SELECTED EXTRACT =>
-*-

Just after dawn the next day, the party arrives at the reeves HQ, to find Sir Derrick still working on defensive plans. He tells the party that although he doesn't fully trust Thrask, he feels there is enough truth to the tale to warrant a strike against the Morak-Hrazzt. The party agrees and accepts the mission. The reeve gives the party three potions of healing, a potion of goblin control, and a tactical map of the area, as well as rations and general supplies for thier journey. He shows them the general location of the goblin village on the map, and tells them that an abandoned mine overlooks the village. From talking to Thrask the party learned the the giant gobllin lairs in the old mine, so setting out that is thier objective. 

Traveling north along the river the party passes many families from outlying farms heading towards the safety of Goblins Tooth. About noon they come across a farmer who is busy working with a pair of fine oxen. Stopping to chat the party learns that the farmers sons are both members of the militia, and that he was left to work his lands alone. He does say, however, that he found these two oxen just yesterday, and they would greatly aid his work. He further goes on to tell them that he knows the oxen once belonged to a prospector who traveled this way just over a week ago. The farmer claims that the prospector had a strange wagon(made of whole logs rather than slatted wood) and was quite rude. Also the prospector ignored the farmers warnings of traveling into either the swamp or the hills.(The party decides that the wagon was probably to double as a raft, and notes that the wagon was headed towards the swamp.) 

The party decides to travel further north and avoid the swamp altogether, prefering the rugged hills to the swamp. Late in the day the party leaves the river and turns west towards the hills. By dark they reached the beginings of the Wildwolfe Hills, and decide to camp. During the night thier rest is interupted by three fire beetles foraging for food. A quick 'sleep' spell by Necromos stops all three and the party quickly ends the threat. The rest of the night passes uneventfully, and early the next day the party is prepared to continue thier westward journey into the Wildwolfe hills. 

This ended the fourth week of adventures, The next session is planned for 2-14, but could change.


----------



## Maliki (Jul 25, 2005)

WK5 (2-14-05) Lair of the Hooded One 

After two more days of travel through the Wildwolfe Hills, the party gets to a slightly less rugged portion of the hills. With Schohn scouting ahead, the party finds a group of 5 goblins gathing sticks in a small wooded vale. He reports back to the party and the party decides to surround the goblins and attack. The goblins hear the party and drop thier bundles of sticks and begin to draw weapons. A quick sleep spell by Necromos send 4 goblins to nappyville, the 5th truns to flee but is quickly caught in a entagle spell thrown by Sylvia. The party quickly disposes of the goblins and hide the bodies. Each goblin had a bundle of 10-15 thin sticks, each about 2' long(some sticks show sighns of being broken to the right length)

-*-

EXERCISE INSTRUCTIONS => List everything the reeve gives the party before they set out, according to the session recap.

RAW RECORDS =>
-*-

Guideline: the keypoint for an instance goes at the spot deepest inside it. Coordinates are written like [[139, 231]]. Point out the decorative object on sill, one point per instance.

-*-

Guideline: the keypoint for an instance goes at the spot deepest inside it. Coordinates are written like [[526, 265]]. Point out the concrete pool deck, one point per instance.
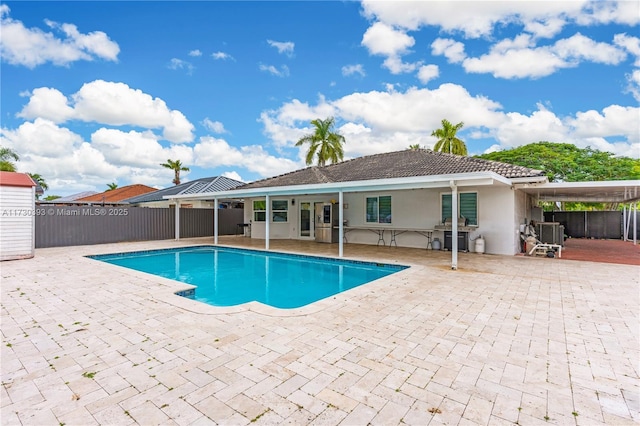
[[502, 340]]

-*-

FULL SOLUTION =>
- three potions of healing
- a potion of goblin control
- a tactical map of the area
- rations
- general supplies for their journey